◆ **Actions to take**:
- a) Rewrite the cauliflower rice post from the words "Cauliflower rice, my" and end after "of the day.", substituting "shake-up" for "jolt".
- b) Resume the post about cauliflower rice after its final sentence.

◆ **Source extract**:
Monday, February 19, 2018

Cauliflower rice, Fried Rice - Chinese style fried rice with cauliflower rice

Cauliflower rice, my new found love. No, i m not on a paleo/Keto diet. I have been eating Low carbs for a long time now. I try to eat a variety of complex carbs like millets, quinoa, matta rice, parboiled rice etc. I felt like my body got used to the food i m eating, so wanted to give it a jolt by eating something totally new and at the same time healthy, that fits my eating style and lastly my budget. I have planned to eat atleast one meal of the day as zero-carbs. And now being a south-indian, who is used to idly/dosa/poha for breakie and rice, sambar and rasam for lunch, this decision is too tough. But i m trying, i cannot live without carbs, so trying to replace one meal, that will reduce my overall carb intake of the day.

◆ **Records shown**:

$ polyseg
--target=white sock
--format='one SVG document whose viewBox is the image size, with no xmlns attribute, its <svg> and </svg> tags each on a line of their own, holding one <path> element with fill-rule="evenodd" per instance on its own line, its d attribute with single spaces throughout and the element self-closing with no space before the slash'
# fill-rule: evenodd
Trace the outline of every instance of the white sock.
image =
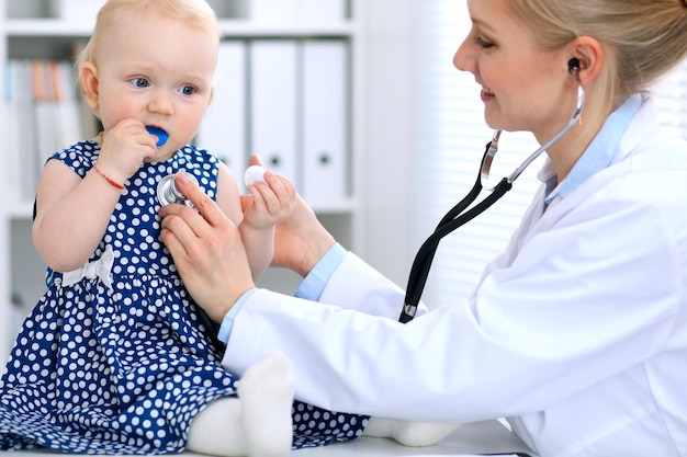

◆ **Per-task answers**:
- a)
Cauliflower rice, my new found love. No, i m not on a paleo/Keto diet. I have been eating Low carbs for a long time now. I try to eat a variety of complex carbs like millets, quinoa, matta rice, parboiled rice etc. I felt like my body got used to the food i m eating, so wanted to give it a shake-up by eating something totally new and at the same time healthy, that fits my eating style and lastly my budget. I have planned to eat atleast one meal of the day as zero-carbs. And now being a south-indian, who is used to idly/dosa/poha for breakie and rice, sambar and rasam for lunch, this decision is too tough. But i m trying, i cannot live without carbs, so trying to replace one meal, that will reduce my overall carb intake of the day.

- b)
I have tried cauliflower rice, sometimes back, when it was a craze, it is still a craze. But somehow, i didn't like it and had to use up that batch into other gravies, so that awfully raw smell vanishes. This time, i read thru some blogs, websites that are so popular making this, finally checked our BM baking guru, +Gayathri Kumar blog for her cauliflower pongal and tried it again. 
Loved the fluffy cauliflower that steamed so beautifully in the microwave. First day i made pongal with it and next day i made this yumm chinese style fried rice with the cauliflower rice. It was absoultely delicious and no i m not exaggerating the taste of it. It was really good, and i m not person who would eat nonsense just for the sake of diet! As one of my yoga buddy says, "Eating is Believing" you should eat this to believe it!
Those chopsticks are gifted by +Vaishali , got to use them finally!!! :)
I m quite regular at instagram and keep posting my daily banter in insta stories. This cauliflower chinese fried rice too made into my insta stories, the day i made it. One of my yoga buddy tried it the same day and sent me some pictures, i was so happy to see that somebody tried and they too liked it. It was a welcome change to a healthy diet.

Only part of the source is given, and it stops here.